Goal of the exercise: Please report every line of the items below that contains the word "white", matching case exactly.

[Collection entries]
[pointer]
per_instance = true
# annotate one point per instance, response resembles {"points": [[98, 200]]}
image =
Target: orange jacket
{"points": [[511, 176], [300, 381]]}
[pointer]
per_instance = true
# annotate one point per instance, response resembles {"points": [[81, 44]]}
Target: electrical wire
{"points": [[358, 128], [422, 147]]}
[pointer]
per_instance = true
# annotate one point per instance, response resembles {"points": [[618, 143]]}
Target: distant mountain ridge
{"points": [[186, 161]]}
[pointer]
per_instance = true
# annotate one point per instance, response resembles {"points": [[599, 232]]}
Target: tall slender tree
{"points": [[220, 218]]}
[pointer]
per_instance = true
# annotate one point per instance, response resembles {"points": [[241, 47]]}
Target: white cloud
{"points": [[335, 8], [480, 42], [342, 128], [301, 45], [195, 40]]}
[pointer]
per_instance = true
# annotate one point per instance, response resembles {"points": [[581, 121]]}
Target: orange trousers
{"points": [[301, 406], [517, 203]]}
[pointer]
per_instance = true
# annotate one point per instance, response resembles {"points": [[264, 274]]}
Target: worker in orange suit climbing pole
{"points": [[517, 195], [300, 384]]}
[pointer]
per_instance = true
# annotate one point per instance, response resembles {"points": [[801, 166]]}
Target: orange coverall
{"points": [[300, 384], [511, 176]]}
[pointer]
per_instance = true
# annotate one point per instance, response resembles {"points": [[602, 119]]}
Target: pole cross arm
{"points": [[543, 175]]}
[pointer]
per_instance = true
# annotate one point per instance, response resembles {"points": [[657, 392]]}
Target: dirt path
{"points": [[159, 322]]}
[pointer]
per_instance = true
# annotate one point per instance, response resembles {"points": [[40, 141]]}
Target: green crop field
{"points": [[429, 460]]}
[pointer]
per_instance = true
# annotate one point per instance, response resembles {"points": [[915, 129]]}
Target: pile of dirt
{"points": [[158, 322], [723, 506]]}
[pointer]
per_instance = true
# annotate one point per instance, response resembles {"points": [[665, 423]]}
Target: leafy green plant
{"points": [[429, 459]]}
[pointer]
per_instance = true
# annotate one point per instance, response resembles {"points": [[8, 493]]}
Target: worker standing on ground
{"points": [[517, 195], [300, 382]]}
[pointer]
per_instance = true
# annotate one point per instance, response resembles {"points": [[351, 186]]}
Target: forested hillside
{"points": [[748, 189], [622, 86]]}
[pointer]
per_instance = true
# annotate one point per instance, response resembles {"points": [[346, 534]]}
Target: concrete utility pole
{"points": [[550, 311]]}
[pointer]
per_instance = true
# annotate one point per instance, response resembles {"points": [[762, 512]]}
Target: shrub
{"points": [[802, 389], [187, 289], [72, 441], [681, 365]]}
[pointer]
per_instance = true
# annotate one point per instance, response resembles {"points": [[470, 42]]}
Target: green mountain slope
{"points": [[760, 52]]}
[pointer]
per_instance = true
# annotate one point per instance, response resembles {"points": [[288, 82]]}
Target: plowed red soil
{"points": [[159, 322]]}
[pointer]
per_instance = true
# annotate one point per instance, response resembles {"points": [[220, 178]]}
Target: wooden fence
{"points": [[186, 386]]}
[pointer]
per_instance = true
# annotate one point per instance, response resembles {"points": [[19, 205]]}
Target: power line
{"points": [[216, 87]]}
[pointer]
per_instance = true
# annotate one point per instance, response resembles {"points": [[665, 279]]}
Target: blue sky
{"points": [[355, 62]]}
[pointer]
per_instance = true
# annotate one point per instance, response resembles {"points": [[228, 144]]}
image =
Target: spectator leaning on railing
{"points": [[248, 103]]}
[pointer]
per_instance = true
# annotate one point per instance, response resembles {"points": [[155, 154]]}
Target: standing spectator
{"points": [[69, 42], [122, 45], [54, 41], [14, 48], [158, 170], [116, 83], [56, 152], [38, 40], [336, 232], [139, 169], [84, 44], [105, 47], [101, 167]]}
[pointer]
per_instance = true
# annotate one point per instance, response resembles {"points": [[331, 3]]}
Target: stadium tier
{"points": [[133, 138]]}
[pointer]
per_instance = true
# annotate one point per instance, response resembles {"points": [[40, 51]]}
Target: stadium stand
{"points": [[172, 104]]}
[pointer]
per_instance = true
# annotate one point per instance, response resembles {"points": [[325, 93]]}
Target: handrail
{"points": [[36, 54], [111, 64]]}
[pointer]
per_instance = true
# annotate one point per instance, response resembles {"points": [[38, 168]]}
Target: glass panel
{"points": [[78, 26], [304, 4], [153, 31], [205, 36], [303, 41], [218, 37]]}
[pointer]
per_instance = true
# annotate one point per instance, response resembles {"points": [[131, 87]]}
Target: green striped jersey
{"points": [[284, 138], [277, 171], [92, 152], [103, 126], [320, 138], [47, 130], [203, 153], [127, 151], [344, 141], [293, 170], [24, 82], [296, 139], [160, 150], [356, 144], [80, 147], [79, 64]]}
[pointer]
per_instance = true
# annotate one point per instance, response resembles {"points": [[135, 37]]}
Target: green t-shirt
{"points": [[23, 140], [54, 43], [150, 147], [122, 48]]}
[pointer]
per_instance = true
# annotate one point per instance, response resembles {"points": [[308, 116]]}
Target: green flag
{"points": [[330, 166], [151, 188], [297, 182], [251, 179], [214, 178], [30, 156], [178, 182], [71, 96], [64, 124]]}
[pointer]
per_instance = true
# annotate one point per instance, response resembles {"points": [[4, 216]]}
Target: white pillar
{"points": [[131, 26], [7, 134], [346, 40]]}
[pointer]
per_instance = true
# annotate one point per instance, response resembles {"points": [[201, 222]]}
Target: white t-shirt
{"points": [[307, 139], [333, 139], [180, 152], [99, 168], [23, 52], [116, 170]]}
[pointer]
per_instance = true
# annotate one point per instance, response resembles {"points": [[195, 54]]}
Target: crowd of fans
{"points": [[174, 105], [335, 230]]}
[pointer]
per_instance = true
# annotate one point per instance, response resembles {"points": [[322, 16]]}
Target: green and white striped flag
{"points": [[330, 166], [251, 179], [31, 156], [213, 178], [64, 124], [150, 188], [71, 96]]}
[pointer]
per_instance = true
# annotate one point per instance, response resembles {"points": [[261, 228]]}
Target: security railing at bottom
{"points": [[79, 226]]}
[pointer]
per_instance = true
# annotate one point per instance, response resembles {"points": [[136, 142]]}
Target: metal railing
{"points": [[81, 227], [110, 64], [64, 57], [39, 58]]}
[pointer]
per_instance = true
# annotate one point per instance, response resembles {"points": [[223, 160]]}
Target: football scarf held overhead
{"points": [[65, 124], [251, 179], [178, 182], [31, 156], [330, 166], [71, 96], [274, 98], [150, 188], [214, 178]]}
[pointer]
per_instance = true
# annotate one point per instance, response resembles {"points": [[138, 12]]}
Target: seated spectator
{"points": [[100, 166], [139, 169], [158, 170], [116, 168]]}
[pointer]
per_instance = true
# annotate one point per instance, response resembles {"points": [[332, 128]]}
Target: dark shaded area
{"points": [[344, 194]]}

Reply to the task:
Target: white cloud
Target: white pillar
Target: white t-shirt
Target: green and white striped flag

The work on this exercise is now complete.